=== Data provided ===
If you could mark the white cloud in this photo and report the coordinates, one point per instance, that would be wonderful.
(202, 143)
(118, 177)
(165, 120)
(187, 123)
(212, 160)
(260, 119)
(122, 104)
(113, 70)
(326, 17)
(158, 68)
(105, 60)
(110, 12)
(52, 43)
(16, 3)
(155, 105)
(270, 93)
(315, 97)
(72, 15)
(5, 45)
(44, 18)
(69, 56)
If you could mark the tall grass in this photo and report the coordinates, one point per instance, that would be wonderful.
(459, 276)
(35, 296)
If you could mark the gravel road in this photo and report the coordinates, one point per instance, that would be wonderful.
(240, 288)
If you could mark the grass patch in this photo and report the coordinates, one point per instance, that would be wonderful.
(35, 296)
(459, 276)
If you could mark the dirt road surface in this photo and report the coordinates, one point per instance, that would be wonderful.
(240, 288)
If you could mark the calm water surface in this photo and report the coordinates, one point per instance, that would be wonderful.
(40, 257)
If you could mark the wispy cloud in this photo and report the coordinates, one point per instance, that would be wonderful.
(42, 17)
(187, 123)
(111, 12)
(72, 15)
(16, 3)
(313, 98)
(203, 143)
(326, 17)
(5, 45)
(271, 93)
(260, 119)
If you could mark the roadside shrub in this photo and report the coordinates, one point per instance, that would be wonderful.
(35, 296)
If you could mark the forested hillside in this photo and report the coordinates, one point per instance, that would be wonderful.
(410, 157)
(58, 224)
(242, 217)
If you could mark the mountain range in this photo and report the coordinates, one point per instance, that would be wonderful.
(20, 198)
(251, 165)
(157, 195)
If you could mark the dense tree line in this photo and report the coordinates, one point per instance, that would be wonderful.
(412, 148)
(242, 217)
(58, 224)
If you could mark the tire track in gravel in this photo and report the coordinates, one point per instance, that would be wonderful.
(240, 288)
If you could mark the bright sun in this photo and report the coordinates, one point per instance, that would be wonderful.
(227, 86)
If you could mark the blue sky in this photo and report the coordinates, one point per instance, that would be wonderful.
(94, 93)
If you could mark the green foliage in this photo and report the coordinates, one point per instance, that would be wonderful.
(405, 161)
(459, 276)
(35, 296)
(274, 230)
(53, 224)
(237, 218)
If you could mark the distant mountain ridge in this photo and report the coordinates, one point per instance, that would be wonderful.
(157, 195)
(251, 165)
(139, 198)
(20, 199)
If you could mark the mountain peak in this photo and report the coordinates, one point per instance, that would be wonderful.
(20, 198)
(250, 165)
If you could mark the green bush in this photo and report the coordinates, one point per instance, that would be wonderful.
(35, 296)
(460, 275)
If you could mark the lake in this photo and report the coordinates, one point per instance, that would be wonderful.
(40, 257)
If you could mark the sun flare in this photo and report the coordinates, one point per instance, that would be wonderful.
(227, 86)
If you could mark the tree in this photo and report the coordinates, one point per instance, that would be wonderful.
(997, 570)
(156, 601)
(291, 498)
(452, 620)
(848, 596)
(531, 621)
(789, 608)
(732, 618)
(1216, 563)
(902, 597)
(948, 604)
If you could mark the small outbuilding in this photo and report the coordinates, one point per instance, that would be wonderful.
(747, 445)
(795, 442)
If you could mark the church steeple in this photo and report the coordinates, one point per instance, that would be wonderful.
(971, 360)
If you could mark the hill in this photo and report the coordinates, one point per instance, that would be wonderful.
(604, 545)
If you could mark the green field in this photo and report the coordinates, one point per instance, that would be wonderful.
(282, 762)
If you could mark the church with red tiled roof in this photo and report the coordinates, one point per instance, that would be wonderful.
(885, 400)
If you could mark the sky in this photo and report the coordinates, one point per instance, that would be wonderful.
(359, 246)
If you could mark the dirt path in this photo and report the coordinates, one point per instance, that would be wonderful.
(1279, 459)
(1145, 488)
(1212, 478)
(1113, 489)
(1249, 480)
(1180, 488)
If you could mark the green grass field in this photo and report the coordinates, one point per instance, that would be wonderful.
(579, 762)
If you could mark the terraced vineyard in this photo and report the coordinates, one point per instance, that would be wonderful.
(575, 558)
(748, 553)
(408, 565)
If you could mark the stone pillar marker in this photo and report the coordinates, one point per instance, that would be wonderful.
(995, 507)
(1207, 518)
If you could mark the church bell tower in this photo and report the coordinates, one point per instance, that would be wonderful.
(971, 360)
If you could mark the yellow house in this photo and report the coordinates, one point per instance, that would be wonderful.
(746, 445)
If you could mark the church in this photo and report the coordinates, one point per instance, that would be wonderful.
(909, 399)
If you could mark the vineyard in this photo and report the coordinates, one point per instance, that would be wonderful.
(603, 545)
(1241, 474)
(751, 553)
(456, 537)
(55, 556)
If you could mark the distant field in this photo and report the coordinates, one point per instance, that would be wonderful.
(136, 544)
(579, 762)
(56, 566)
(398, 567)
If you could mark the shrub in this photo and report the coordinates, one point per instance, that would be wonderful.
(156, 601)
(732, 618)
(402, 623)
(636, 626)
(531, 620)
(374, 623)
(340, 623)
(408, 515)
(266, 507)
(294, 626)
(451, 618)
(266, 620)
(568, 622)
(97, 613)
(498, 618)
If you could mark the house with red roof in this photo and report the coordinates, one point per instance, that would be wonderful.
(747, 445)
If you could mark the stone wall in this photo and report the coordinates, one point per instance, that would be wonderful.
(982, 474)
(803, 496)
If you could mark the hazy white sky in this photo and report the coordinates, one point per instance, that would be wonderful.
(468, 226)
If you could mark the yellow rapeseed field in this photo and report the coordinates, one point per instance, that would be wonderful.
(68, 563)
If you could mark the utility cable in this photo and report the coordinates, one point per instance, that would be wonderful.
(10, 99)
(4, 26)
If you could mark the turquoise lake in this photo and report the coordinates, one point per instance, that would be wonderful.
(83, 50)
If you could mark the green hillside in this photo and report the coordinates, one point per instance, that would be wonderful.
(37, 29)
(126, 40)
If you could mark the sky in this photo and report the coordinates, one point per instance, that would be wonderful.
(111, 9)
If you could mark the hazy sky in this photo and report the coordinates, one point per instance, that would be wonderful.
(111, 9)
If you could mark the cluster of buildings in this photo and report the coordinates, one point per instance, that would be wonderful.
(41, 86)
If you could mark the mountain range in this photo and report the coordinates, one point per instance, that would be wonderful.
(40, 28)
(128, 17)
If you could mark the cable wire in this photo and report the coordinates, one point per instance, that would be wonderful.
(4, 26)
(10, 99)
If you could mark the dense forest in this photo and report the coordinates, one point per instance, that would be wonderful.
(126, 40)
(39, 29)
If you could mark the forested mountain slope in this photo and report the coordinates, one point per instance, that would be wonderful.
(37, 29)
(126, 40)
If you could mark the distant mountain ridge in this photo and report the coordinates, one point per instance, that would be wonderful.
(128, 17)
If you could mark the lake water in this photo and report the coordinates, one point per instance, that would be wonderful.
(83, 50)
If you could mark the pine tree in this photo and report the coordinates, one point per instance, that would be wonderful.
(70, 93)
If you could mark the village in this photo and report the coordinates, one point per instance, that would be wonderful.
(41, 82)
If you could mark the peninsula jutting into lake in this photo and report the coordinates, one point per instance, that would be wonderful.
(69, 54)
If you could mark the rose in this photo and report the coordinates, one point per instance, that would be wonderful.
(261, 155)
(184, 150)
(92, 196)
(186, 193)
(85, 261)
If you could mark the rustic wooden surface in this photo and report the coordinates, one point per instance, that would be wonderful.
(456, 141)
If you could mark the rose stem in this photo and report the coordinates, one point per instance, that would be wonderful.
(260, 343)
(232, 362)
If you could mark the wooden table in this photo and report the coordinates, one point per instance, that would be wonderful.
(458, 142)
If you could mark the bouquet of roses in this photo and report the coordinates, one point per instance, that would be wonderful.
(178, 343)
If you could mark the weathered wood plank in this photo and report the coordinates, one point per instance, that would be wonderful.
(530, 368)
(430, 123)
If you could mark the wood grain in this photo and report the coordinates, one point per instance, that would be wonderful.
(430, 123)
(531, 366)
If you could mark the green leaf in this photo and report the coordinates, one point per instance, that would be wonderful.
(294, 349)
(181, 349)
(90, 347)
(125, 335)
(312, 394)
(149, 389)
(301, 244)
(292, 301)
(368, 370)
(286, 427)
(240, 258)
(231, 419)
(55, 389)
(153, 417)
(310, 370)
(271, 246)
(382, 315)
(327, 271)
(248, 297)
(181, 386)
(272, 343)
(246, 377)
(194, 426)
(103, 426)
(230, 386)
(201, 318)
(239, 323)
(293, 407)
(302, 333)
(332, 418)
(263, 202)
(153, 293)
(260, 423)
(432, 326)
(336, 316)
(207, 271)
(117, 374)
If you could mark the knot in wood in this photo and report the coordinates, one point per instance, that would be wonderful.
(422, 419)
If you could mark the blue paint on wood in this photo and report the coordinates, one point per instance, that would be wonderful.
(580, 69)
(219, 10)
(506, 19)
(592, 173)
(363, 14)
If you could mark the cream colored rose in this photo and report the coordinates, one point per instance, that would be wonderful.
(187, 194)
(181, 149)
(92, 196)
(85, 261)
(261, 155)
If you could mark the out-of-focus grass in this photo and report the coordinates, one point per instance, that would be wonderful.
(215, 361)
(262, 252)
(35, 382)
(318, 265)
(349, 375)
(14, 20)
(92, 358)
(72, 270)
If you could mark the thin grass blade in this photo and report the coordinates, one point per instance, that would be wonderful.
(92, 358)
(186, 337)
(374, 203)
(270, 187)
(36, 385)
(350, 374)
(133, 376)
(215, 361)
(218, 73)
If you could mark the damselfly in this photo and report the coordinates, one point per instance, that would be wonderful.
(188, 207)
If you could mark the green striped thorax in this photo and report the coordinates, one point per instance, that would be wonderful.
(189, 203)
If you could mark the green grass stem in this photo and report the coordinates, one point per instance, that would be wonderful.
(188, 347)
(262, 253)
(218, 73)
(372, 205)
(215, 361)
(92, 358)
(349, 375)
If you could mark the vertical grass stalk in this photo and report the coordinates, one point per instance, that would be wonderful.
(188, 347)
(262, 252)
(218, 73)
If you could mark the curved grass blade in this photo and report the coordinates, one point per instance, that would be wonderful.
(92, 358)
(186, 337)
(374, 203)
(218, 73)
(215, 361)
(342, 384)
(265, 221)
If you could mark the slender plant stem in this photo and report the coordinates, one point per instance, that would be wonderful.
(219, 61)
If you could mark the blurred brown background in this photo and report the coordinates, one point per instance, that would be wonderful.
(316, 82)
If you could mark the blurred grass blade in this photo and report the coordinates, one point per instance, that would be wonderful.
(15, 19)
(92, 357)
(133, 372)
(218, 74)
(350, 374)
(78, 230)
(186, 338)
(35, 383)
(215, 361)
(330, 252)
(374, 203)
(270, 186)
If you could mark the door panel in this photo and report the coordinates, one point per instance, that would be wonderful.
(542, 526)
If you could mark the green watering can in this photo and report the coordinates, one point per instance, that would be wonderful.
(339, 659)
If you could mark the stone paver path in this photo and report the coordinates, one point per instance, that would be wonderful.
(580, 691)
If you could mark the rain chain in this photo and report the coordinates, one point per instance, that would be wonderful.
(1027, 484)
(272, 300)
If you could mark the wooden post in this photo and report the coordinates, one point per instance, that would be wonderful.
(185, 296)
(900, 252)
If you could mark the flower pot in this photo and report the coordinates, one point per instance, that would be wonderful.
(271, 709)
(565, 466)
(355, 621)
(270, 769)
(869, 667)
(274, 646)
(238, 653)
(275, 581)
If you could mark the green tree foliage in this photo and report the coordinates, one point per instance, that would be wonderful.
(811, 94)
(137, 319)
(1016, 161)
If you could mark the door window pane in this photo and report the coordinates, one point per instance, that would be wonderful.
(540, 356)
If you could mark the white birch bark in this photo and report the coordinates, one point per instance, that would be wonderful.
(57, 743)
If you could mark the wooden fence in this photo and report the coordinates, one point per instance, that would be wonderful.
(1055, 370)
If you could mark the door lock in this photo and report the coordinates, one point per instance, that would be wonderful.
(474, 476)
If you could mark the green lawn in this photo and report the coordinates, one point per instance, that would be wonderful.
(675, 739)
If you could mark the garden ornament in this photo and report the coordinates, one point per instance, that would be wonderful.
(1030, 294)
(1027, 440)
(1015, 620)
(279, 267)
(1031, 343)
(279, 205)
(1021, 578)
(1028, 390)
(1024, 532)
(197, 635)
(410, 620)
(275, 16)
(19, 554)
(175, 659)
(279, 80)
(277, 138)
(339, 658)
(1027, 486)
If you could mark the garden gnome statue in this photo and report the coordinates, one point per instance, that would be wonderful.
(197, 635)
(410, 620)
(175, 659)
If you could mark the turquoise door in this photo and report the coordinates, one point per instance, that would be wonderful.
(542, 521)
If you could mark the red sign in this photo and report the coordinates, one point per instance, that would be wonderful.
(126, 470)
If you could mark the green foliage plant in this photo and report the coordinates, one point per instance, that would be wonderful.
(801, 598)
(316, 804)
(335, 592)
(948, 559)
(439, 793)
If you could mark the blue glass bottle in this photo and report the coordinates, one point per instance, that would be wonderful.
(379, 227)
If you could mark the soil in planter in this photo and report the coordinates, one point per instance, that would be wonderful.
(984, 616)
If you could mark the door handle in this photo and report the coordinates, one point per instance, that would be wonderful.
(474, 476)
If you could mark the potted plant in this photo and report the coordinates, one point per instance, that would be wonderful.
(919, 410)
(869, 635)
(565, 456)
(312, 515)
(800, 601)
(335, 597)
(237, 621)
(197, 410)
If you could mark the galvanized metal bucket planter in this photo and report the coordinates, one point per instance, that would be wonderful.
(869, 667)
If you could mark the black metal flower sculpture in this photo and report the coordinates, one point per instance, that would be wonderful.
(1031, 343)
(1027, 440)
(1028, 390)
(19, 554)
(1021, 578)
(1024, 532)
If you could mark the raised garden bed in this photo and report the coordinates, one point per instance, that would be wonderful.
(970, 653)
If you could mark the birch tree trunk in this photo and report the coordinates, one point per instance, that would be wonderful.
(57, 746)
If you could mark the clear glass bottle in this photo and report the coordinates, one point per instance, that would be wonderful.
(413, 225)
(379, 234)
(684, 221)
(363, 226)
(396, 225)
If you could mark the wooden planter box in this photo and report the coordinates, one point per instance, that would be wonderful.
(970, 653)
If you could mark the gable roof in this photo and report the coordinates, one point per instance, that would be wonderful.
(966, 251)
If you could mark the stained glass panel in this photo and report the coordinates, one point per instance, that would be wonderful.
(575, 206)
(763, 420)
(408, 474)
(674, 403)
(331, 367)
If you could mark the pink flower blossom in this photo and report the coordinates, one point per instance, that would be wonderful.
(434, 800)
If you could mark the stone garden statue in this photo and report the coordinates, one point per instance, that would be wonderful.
===
### Exercise brief
Reproduce, exactly and with nothing added, the lines from the one that includes "If you could mark the gable" through the last line of the material.

### Exercise response
If you could mark the gable roof in this photo and report the coordinates, one point per instance, that would be wonderful.
(966, 251)
If you could mark the stained glass panel in this photo and report the coordinates, one point per instance, that would be wonderful.
(575, 206)
(763, 420)
(408, 474)
(674, 403)
(331, 367)
If you could mark the pink flower blossom in this photo and report the coordinates, one point per instance, that would be wonderful.
(434, 800)
If you could mark the stone garden statue in this photo and report the coordinates, one point per instance, that would be wonderful.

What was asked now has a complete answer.